(Exercise details):
Continue the piece about starting over in Paris, beginning right after its final sentence.

(Selected extract):
=== Section Start ===
Fezzik In Paris

Two Americans, three cats, and too many places named "de Gaulle"

Beginnings are hard. The difficulty of a given beginning is complicated by the number of concurrent beginnings and their size; thus a new job with the same home is difficult, but manageable, as is a new home with the same job.

Then there is changing both your job and your home (or even worse, your perceived home).

Throw in the temporary removal of your support system (spousal and even furry).

Add in linguistic and cultural differences, a hearty serving of fatigue, and top it with the knowledge that things were comfortable, that they were going well, that they would have continued to go well for a while.

Walk into the grocery store (closed on Sundays, the savagery of it all). Feel vaguely shocked that you didn’t have to swipe a card or feel like a dumbass as the doorman tells you how to get in to your own hotel. Start reading labels. Boeuf: no. Jambòn: no. Poulet: ok. Perrier: I might just starve to death, but dammit, I now have six liters of Perrier, so to hell with it. “Read” the names of the aisles while wondering how the illiterate function back home. Contemplate the fact that those are words on the signs. I can not, however, read those words. I can read, but I can’t read these words. Language seems almost primal, even reading does, but only when it’s your language. Language and reading, which I can not conceive of being unable to do, is fake. It’s all so fake, just some bullshit a herd of people agree upon.
=== Section End ===
(Provided data):
=== Section Start ===
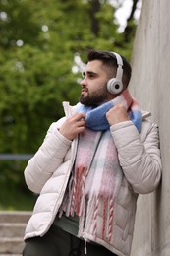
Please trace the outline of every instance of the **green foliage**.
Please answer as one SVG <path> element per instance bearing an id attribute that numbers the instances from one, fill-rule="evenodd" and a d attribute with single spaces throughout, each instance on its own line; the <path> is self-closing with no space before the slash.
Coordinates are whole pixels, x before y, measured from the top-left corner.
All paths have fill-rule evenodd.
<path id="1" fill-rule="evenodd" d="M 75 54 L 85 62 L 90 48 L 130 56 L 133 38 L 124 45 L 114 11 L 109 1 L 99 0 L 0 0 L 1 153 L 34 153 L 51 122 L 63 115 L 62 101 L 77 102 Z M 7 207 L 8 189 L 11 198 L 27 197 L 25 166 L 0 162 L 0 207 Z M 11 204 L 18 208 L 18 202 Z"/>

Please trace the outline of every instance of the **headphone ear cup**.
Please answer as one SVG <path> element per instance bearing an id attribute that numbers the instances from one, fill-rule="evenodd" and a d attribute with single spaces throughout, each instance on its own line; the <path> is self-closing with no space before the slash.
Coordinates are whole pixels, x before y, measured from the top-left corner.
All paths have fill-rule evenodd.
<path id="1" fill-rule="evenodd" d="M 123 90 L 122 81 L 117 80 L 115 78 L 110 79 L 107 82 L 107 90 L 113 95 L 121 93 L 121 91 Z"/>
=== Section End ===
(Result):
Turn a corner; wonder if chips is a cognate.

Fuck yeah: pop chips. I understand these. I know what these are.

Oh christ. Now to figure out how to get through the cashier.

 

 

paris is and is not what one expects.

the drive from the airport was entirely expected, in that the taxi that I was in had, by my count, a minimum of six near misses with other taxis and the various other small cars.

one expects airports and indeed, the surrounding areas to be industrial looking, but what I wasn’t expecting was architecture reminiscent of eastern europe, compete with brutalist loading docks and associated areas. Paris, or the nominal outskirts between CDG and La Defense, is an odd mix of familiar (I’m almost positive that I saw a big box store of some kind) and the unfamiliar (nearly indescribable multi-level street shops, replete with graffiti and an old man staring at what appeared to be perfume ads plastered in the window of a pharmacy). gas stations are markedly odd as well; they strongly remind me of eastern-seaboard rest stops more than anything.

As for la Defense itself, our hyper-modern business district looks like it was built in the 1970s (it was) by the same people responsible for the various commercial buildings that Godzilla knocked down in his various films (it wasn’t – or so I think).

At the moment I am waiting out a somewhat frazzled and undoubtedly grumpy hotel clerk who lectured me regarding actual check-in times. While I understand the reasoning, one would think that, with corporate bookings, the poor bastard getting off the plane doesn’t have control of said plane or when said plane arrives, and furthermore just wants to pass out in a bed that’s available after the nine-and-a-half hour lorazepam-dulled flight.

A case could be made that I should be out exploring, but with the lack of sleep, residual ativan, lack of food beyond two pieces of toast, two plain bagels and a bottle of sprite, and complete unfamiliarity with the locale, there is a non-zero probability involving me hopping on a plane back to Houston and calling this entire thing off.